(RECORDS FOR THIS TASK begins)

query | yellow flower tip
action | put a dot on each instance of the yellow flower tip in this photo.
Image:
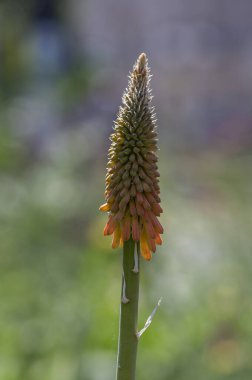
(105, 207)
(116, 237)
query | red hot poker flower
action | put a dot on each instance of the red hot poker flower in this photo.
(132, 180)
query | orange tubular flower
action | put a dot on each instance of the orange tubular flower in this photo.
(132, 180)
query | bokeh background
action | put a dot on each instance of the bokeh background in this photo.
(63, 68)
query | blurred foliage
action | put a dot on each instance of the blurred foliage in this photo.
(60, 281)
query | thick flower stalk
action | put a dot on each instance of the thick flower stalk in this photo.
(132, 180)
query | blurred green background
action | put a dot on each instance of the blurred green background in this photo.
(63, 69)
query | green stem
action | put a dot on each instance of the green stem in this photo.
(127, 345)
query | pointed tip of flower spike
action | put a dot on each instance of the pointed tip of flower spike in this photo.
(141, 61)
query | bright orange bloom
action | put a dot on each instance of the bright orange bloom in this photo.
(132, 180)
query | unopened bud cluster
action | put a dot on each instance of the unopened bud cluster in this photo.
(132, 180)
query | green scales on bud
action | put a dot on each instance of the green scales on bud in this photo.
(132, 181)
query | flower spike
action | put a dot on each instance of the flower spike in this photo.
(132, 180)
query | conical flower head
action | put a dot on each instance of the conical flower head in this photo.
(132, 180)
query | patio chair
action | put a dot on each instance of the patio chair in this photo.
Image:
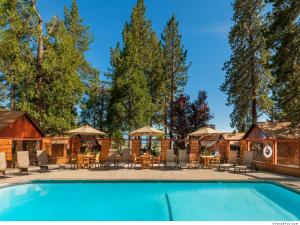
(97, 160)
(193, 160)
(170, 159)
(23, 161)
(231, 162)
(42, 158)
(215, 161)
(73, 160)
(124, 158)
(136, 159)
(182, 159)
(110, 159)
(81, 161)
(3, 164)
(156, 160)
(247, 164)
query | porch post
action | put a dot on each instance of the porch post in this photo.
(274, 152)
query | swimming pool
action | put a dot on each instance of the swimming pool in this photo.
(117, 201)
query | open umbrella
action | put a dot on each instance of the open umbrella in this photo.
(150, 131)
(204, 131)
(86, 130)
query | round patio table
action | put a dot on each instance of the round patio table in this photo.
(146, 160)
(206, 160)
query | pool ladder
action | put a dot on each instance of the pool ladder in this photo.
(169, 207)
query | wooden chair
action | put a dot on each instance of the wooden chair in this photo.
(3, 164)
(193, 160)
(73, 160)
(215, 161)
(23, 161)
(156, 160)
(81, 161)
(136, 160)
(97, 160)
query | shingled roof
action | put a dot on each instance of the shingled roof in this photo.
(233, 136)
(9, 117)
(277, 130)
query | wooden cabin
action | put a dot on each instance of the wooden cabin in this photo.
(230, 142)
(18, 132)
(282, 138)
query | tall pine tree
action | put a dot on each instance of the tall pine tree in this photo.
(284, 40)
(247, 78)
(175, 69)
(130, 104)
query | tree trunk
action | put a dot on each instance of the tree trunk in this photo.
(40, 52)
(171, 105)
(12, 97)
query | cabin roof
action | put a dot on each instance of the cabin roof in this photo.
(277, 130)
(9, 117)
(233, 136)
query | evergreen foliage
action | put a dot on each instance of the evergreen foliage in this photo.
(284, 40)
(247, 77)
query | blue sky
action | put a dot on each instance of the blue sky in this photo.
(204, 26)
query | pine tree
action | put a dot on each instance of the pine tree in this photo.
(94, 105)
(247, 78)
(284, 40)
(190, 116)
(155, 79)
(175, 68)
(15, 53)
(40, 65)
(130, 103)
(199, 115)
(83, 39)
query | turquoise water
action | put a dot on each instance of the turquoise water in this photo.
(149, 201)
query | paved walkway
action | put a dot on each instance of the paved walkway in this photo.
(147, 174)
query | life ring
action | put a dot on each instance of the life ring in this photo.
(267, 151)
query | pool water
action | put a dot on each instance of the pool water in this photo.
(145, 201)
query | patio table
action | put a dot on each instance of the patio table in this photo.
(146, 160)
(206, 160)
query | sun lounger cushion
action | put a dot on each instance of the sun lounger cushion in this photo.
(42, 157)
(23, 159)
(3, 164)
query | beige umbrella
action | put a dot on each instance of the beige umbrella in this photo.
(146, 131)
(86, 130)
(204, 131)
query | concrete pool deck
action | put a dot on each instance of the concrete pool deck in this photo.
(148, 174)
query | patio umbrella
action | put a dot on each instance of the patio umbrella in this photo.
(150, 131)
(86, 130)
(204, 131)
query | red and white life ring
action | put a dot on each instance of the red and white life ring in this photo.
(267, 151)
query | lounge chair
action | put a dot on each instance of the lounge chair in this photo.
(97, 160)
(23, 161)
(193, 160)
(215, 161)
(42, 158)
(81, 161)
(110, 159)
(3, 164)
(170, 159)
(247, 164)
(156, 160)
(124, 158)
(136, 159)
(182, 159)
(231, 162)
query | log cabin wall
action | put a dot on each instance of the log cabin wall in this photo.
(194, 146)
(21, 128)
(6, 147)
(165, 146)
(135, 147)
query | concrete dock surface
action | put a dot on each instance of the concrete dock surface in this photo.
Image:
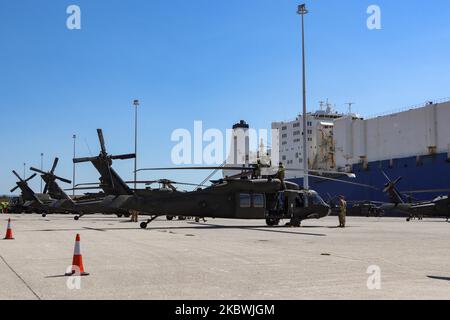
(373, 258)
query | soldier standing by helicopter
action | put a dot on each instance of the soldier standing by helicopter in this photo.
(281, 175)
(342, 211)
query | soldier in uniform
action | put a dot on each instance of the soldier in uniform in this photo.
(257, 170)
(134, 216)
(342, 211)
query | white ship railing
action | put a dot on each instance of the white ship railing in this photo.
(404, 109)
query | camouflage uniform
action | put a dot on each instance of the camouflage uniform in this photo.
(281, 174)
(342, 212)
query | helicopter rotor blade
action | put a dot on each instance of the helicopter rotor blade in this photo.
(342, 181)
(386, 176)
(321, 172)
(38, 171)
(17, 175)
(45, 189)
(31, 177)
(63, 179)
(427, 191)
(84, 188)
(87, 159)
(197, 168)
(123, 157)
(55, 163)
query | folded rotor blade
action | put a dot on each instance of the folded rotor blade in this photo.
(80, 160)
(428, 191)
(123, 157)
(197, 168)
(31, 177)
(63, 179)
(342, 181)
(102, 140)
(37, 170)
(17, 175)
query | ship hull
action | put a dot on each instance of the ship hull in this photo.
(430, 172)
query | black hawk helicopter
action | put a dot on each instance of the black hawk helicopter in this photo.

(RECORDS FOR THIS TASK ends)

## ACTIVITY:
State only how many lines above hold the string "hawk".

## ANSWER SECTION:
2